>> start Text extract

Art City Den Bosch - Jheronimus Bosch House
If you walk straight ahead from ‘s Hertogenbosch railway station, you will find yourself in the old town centre and on the market square. This is where the Van Aken family lived: not only the Den Bosch house, known as De Roosekrans, and the studio, but also the home where Hieronymus Bosch went to live with his wife after their marriage.
The house you are visiting here is considerably smaller than the actual house, as you can see from the scale model.
Much of what remains is original. When you enter, you can admire the original old floor beams through a pane of glass in the floor.
After the houses were rebuilt – presumably following the fire in the town centre – the house received less light. A sort of courtyard was built on the right-hand side, with recesses in the walls where candlesticks or oil lamps could be placed and sheltered from the wind.

>> end Text extract
>> start Supplied data

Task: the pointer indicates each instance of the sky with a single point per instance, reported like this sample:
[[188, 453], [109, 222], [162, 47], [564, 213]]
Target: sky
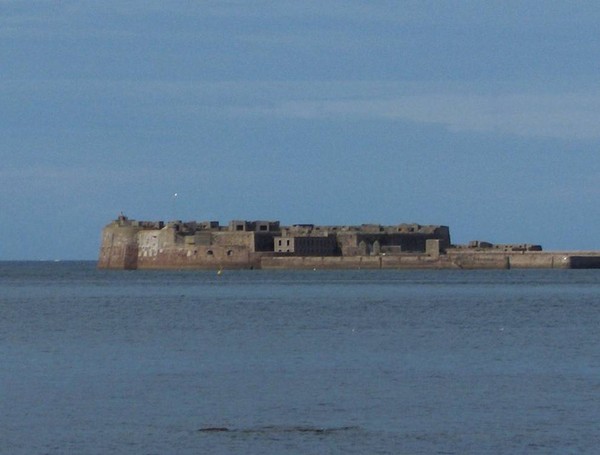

>> end Supplied data

§ **Tasks to complete**
1. Answer these questions from the text on the Jheronimus Bosch House:
(a) By what name was the Van Aken family's Den Bosch house known?
(b) What can visitors see through a pane of glass in the floor on entering?
(c) What could be placed in the recesses in the courtyard walls?
2. Carry the text on the Jheronimus Bosch House forward from its last sentence.
The material above plays no part in this.

§ **Task-by-task results**
1.
(a) De Roosekrans
(b) The original old floor beams
(c) Candlesticks or oil lamps

2.
Anyone entering this house is given an explanation on the ground floor and then watches a video which, at the end, explains how to proceed. After the ground floor, the tour continues down to the cellar!
So, there’s some stair-climbing involved.
The hardwood green staircase leading to the upper floor is one of the most beautiful I have ever seen.





After leaving St Jacob’s Kerk where you find the Jheronimus Bosch Art Center, I walked back to the market square to have a look at the Bosch House. Or rather, the house where he lived till he married, which also served as the family’s studio.
Everyone was artistic and painted: his father, his uncles, you name it. Back then, no one objected to the idea that you had to be good at maths to be able to paint, or to the fact that they had to mix their own paints every day. Art school wasn’t necessary, nor was secondary education or primary school, let alone shops like De Kwast that rip you off. He learnt how to paint and everything related to it from his father, just like everyone else in those days, and who knows, perhaps from his uncles too.
It seems that not much was known about his private life. It turned out he was married and moved to the other side of the market square when he got married, where his wife lived. It is thought that he continued to use the same studio. From the lovely room (living room), you can see the market square and that house (the white house with the black balcony).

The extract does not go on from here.